* [Vorgegebene Aufgabe] Schreiben Sie aus dem Text über den Staat den Abschnitt zwischen „Europa hat den“ und „(Reinhard, 2002: 15).“, beide einschließlich, wortgetreu ab.

* [Vorgegebener Text]

Dieser Beitrag wird unsere bestehenden Denkmuster bezügliches des Staates hinterfragen. Dabei versuche ich anhand der Verflechtungsanalyse vom Deutschen Historiker Wolfgang Reinhard den Begriff „Staat“ zunächst zu dekonstruieren, um ihn anschließend zu rekonstruieren. Einfacher gesagt: Ich versuche herauszufinden wie im Gesetz, in der Alltagssprache und in der Literatur der Staat beschrieben und betrachtet wird, um anschließend über diese Vorstellung hinaus blicken zu können und somit die Entwicklung des Begriffes, als auch des Staatswesens zu beschreiben. Die Kernfragen lauten: Warum nehmen die meisten Menschen die Staatsgewalt als etwas gegebenes an? Warum fragen nur wenige interessierte welche Machtmechanismen eigentlich zur Entstehung des Staates beigetragen haben? Warum denken wir so wie wir denken?

Europa hat den Staat erfunden:

„Der Staat ist keine „anthropologische Notwendigkeit“ (Ulrich Scheuner), er ist weder „uranfänglich“ (Friedrich C. Dahlmann), noch ist „Der Staat an und für sich das sittliche Ganze, die Verwirklichung der Freiheit“ und damit das Ziel der Weltgeschichte (G. W. F. Hegel). Die politische Anthropologie hat so viele „Gesellschaften ohne Staat“ ausfindig gemacht, und der weltweite Export des europäischen Staates durch den Kolonialismus hat gezeigt, dass dieser Staat als weltgeschichtliche Ausnahme und nicht mehr als Regel gilt“ (Reinhard, 2002: 15).

* [Datenauszug]
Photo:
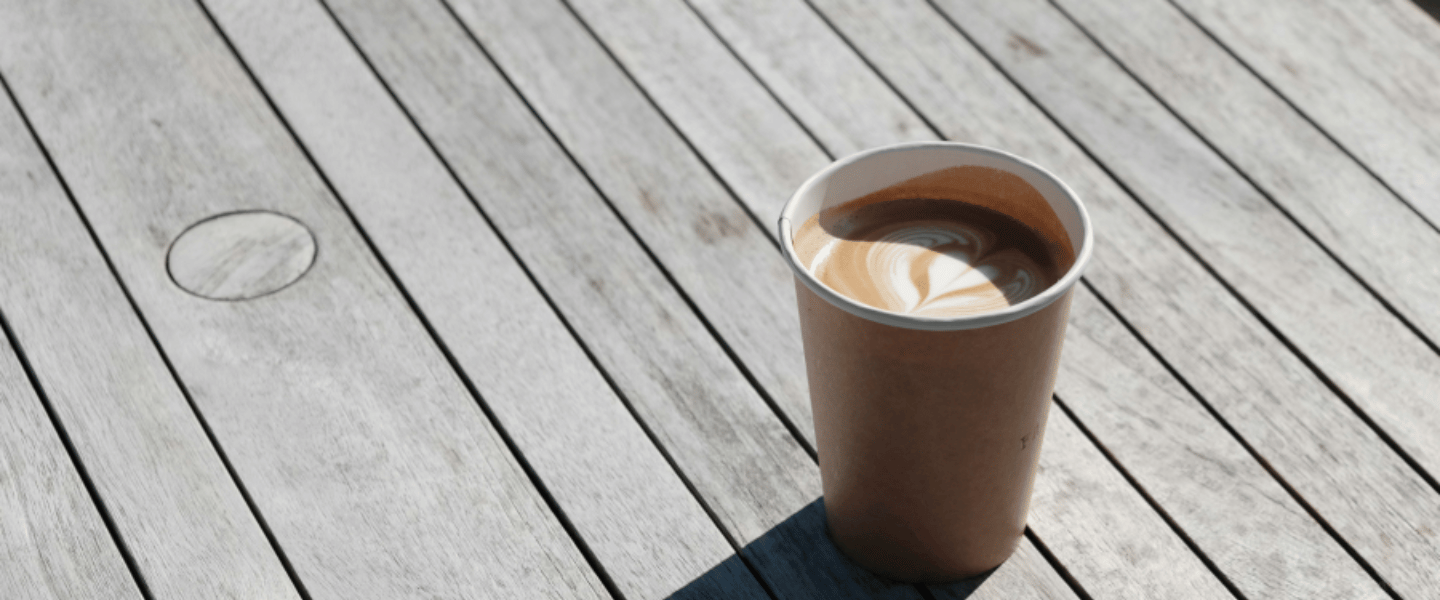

* [Vollständige Lösung]
Europa hat den Staat erfunden:

„Der Staat ist keine „anthropologische Notwendigkeit“ (Ulrich Scheuner), er ist weder „uranfänglich“ (Friedrich C. Dahlmann), noch ist „Der Staat an und für sich das sittliche Ganze, die Verwirklichung der Freiheit“ und damit das Ziel der Weltgeschichte (G. W. F. Hegel). Die politische Anthropologie hat so viele „Gesellschaften ohne Staat“ ausfindig gemacht, und der weltweite Export des europäischen Staates durch den Kolonialismus hat gezeigt, dass dieser Staat als weltgeschichtliche Ausnahme und nicht mehr als Regel gilt“ (Reinhard, 2002: 15).